EXERCISE PROMPT:
Images excluded, repeat each entry below exactly.

EXTRACTED INFORMATION:
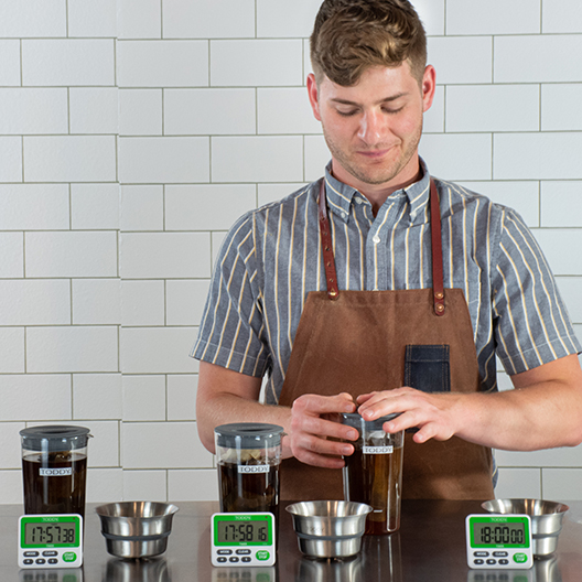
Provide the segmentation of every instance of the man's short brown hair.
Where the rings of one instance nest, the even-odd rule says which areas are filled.
[[[310,43],[317,84],[325,75],[351,87],[369,67],[405,61],[421,83],[427,65],[424,28],[408,0],[324,0]]]

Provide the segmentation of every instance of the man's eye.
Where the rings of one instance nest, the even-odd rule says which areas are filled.
[[[384,108],[384,112],[394,115],[394,114],[398,114],[403,108],[405,108],[405,106],[402,106],[402,107],[385,107]]]

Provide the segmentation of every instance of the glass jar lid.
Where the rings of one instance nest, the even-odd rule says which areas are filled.
[[[74,451],[87,446],[91,434],[85,427],[48,424],[31,427],[20,431],[22,448],[29,451]]]
[[[214,429],[216,444],[228,449],[269,449],[279,446],[283,428],[262,422],[234,422]]]

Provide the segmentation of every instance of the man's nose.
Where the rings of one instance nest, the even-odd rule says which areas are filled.
[[[377,111],[366,111],[362,116],[358,129],[358,138],[368,146],[375,146],[382,139],[385,119]]]

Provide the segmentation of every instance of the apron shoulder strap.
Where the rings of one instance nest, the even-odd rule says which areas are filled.
[[[443,261],[441,239],[441,208],[439,193],[432,177],[430,179],[430,211],[431,211],[431,250],[432,250],[432,297],[434,313],[444,314],[444,285],[443,285]],[[327,218],[327,203],[325,198],[325,179],[320,186],[320,236],[323,249],[323,263],[325,268],[325,280],[327,283],[327,297],[336,300],[340,297],[337,287],[337,274],[332,246],[332,233],[330,219]]]

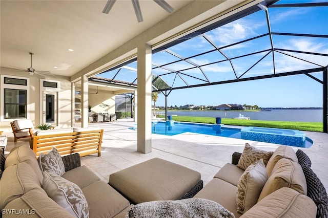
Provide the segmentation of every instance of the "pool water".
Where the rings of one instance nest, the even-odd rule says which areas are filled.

THE SOLUTION:
Provide the segmentation of every instance of the man's short brown hair.
Where the rings of one instance nest, the even-odd rule says which areas are filled.
[[[310,43],[317,84],[325,75],[351,87],[369,67],[405,61],[421,83],[427,65],[424,28],[408,0],[324,0]]]

Provide the segmentation of every instance of the man's eye.
Where the rings of one instance nest, the even-odd rule says which areas are filled.
[[[384,108],[384,112],[394,115],[394,114],[398,114],[403,108],[405,108],[405,106],[402,106],[402,107],[385,107]]]

Provide the segmentation of every instance of the glass jar lid.
Where the rings of one instance nest, the even-odd rule says which areas are filled.
[[[74,451],[87,446],[91,434],[85,427],[48,424],[31,427],[20,431],[22,448],[29,451]]]
[[[214,429],[216,444],[228,449],[269,449],[279,446],[283,428],[262,422],[234,422]]]

Provide the segmentation of every instance of the man's nose.
Where the rings of one instance nest, the even-odd rule says which areas are filled.
[[[377,111],[366,111],[362,116],[358,129],[358,138],[368,146],[375,146],[382,139],[385,119]]]

Provide the segmentation of every instance of the apron shoulder strap.
Where the rings of one instance nest, the even-odd rule says which areas are filled.
[[[443,261],[441,239],[441,208],[439,193],[432,177],[430,179],[430,211],[431,211],[431,250],[432,250],[432,297],[434,313],[444,314],[444,285],[443,285]],[[327,218],[327,203],[325,198],[325,179],[320,186],[320,236],[323,249],[323,263],[325,268],[325,280],[327,283],[327,297],[336,300],[340,297],[337,287],[337,274],[332,246],[332,233],[330,219]]]

Provide the segmentation of every instance of the "pool water".
Where the rings of one instance nest, the even-odd rule says which areas are filled.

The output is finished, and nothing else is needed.